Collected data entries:
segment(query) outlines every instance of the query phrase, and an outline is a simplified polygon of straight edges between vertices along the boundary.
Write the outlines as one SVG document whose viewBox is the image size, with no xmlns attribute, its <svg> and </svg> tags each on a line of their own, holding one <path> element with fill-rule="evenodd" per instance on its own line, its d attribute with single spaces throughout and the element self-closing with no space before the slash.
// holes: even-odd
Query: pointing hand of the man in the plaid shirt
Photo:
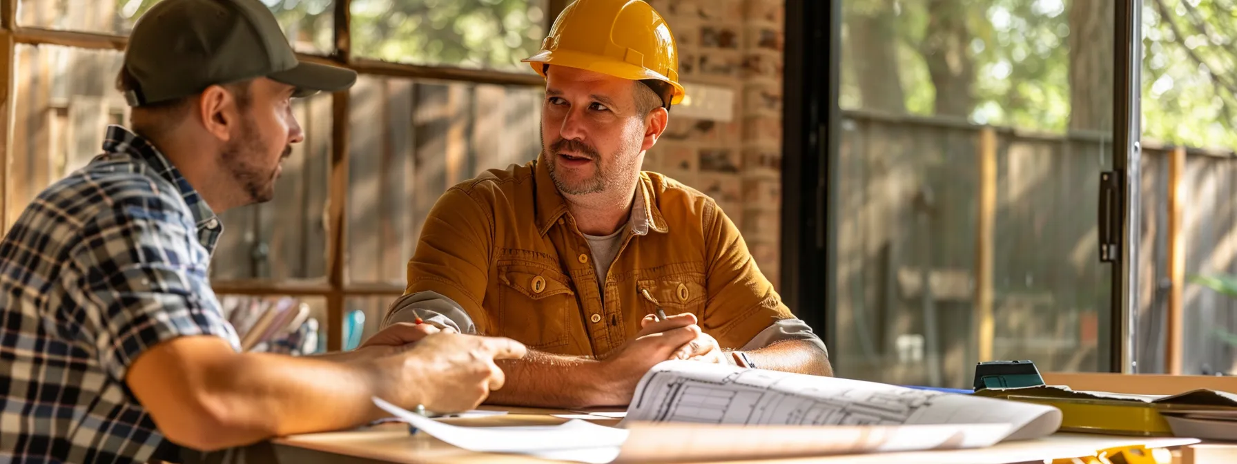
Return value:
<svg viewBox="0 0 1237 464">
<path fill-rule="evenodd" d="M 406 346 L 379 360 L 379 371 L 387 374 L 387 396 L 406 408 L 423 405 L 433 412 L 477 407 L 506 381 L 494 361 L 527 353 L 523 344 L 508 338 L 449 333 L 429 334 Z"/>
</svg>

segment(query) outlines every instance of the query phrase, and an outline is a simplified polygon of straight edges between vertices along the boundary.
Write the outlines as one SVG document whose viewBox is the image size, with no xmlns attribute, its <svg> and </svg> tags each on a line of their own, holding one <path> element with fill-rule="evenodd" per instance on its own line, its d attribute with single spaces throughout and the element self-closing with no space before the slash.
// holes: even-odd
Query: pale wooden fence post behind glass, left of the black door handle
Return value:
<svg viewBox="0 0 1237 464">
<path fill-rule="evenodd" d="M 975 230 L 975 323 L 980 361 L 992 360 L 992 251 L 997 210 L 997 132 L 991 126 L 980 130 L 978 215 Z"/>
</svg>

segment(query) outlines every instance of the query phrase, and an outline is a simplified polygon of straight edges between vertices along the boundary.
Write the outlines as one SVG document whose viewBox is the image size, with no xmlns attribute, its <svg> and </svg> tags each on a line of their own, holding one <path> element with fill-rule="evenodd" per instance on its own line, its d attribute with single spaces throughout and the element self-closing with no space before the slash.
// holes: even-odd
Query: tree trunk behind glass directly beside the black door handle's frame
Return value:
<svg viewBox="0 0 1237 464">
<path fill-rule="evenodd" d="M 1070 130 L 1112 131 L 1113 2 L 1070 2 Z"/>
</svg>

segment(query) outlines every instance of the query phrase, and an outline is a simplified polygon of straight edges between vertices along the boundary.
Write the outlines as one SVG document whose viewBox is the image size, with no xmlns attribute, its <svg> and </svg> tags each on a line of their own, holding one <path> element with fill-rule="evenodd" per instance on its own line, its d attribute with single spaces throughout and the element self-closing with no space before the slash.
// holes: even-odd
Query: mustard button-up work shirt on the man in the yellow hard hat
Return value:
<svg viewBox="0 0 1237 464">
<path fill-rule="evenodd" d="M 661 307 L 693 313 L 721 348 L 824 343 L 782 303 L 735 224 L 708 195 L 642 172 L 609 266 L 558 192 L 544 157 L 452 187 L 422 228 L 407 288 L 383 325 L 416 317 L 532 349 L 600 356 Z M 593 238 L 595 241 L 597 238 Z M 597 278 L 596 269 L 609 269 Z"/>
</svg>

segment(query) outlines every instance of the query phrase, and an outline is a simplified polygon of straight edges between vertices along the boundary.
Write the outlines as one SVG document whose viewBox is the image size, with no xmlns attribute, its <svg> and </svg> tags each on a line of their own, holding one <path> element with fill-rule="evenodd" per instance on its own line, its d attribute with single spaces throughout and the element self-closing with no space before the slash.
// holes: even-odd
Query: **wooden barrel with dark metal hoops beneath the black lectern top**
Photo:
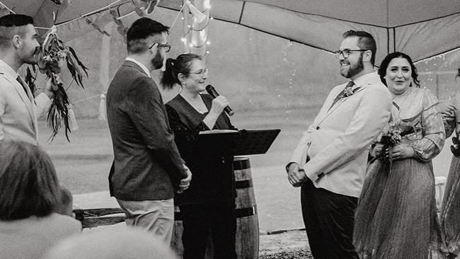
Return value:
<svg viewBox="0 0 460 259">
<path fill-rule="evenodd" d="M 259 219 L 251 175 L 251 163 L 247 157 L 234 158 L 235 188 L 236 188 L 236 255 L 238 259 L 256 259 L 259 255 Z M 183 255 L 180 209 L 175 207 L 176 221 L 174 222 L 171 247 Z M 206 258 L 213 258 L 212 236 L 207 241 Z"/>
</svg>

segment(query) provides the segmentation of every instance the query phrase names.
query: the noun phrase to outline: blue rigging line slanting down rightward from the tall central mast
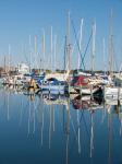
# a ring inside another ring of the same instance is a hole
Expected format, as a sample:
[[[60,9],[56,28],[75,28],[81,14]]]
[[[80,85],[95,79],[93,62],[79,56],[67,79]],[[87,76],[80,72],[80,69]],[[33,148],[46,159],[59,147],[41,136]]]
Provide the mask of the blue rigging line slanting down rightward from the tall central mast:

▸ What you should do
An exact reproduction of the data is required, with pictures excluded.

▸ Answer space
segment(query) outlines every instance of the query phrase, and an outline is a simplified polygon of straight edges between vertices along the boundary.
Write the outlines as one SVG document whose viewBox is the image size, with no xmlns attribute, its <svg> and </svg> tags each on a line of their own, holding one <path> element with fill-rule="evenodd" per instance on its own line, its d attribute with single spaces throughout and the element self-closing with no space before the slash.
// holes: even-odd
Query: pointing hand of the man in the plaid shirt
Photo:
Return value:
<svg viewBox="0 0 1237 464">
<path fill-rule="evenodd" d="M 406 346 L 379 360 L 379 371 L 387 374 L 387 396 L 406 408 L 423 405 L 433 412 L 477 407 L 506 381 L 494 361 L 527 353 L 523 344 L 508 338 L 449 333 L 429 334 Z"/>
</svg>

segment(query) outlines every instance of the query phrase, and an outline is a simplified polygon of straight edges between vertices along the boundary.
Write the outlines as one SVG document whose viewBox is the image size, with no xmlns attribute, its <svg> and </svg> tags each on a line of their own, holding one <path> element with fill-rule="evenodd" per instance on its own line, its d attribute with single spaces throughout and the element self-closing with no space before the slash.
// holes: even-odd
Query: pale wooden fence post behind glass, left of the black door handle
Return value:
<svg viewBox="0 0 1237 464">
<path fill-rule="evenodd" d="M 975 230 L 975 323 L 980 361 L 992 360 L 992 251 L 997 210 L 997 132 L 991 126 L 980 130 L 978 215 Z"/>
</svg>

segment(query) outlines every instance of the query phrase, and an outline is a simplified polygon of straight edges between vertices along the boundary.
Write the outlines as one SVG document whose viewBox is the image size, with no xmlns attribute, its <svg> and </svg> tags each on a line of their own, holding one <path> element with fill-rule="evenodd" per instance on its own line, its d attribute with single spaces throughout and the element self-closing with no space before the slash.
// holes: even-odd
Query: tree trunk behind glass directly beside the black door handle's frame
Return value:
<svg viewBox="0 0 1237 464">
<path fill-rule="evenodd" d="M 1070 130 L 1112 131 L 1113 2 L 1070 2 Z"/>
</svg>

segment(query) outlines every instance of the query phrase, and an outline is a simplified polygon of straight edges between vertices along the boundary.
Write the outlines as one SVG document whose viewBox is the image size, with no xmlns attribute, its <svg> and </svg> tags each on a line of their own, holding one <path> element with fill-rule="evenodd" per instance on its own line, its d attribute with single spaces throughout and the element self-closing with no space before the slash.
// holes: even-odd
Query: mustard button-up work shirt on the man in the yellow hard hat
Return value:
<svg viewBox="0 0 1237 464">
<path fill-rule="evenodd" d="M 661 307 L 693 313 L 721 348 L 824 343 L 782 303 L 735 224 L 708 195 L 642 172 L 609 266 L 558 192 L 544 157 L 452 187 L 422 228 L 407 288 L 383 325 L 416 317 L 532 349 L 600 356 Z M 593 238 L 595 241 L 597 238 Z M 597 278 L 596 269 L 609 269 Z"/>
</svg>

segment(query) outlines every instance of the query phrase, and an outline is a simplified polygon of straight edges between vertices along the boundary.
Write the outlines as one SVG document whose viewBox is the image size, with no xmlns attribute, its <svg> and </svg> tags each on a line of their own, holding one <path> element with fill-rule="evenodd" per instance on its own line, its d attribute with single spaces throughout and the element self-closing with no space before the slash.
// holes: even-odd
Query: **wooden barrel with dark metal hoops beneath the black lectern top**
Photo:
Return value:
<svg viewBox="0 0 460 259">
<path fill-rule="evenodd" d="M 259 219 L 251 175 L 251 163 L 247 157 L 234 158 L 235 188 L 236 188 L 236 255 L 238 259 L 256 259 L 259 255 Z M 183 255 L 180 209 L 175 207 L 176 221 L 174 222 L 171 247 Z M 206 258 L 213 258 L 212 236 L 207 241 Z"/>
</svg>

segment(query) provides the segmentation of every instance the query phrase names.
query: the noun phrase to outline: blue rigging line slanting down rightward from the tall central mast
# a ring inside another ring of the same instance is a hole
Expected format, as a sample:
[[[60,9],[56,28],[75,28],[81,14]]]
[[[80,85],[95,79],[93,62],[79,56],[67,79]],[[87,76],[80,72],[80,69]],[[33,148],[46,159],[59,147],[41,136]]]
Provide the mask of the blue rigging line slanting down rightward from the tall central mast:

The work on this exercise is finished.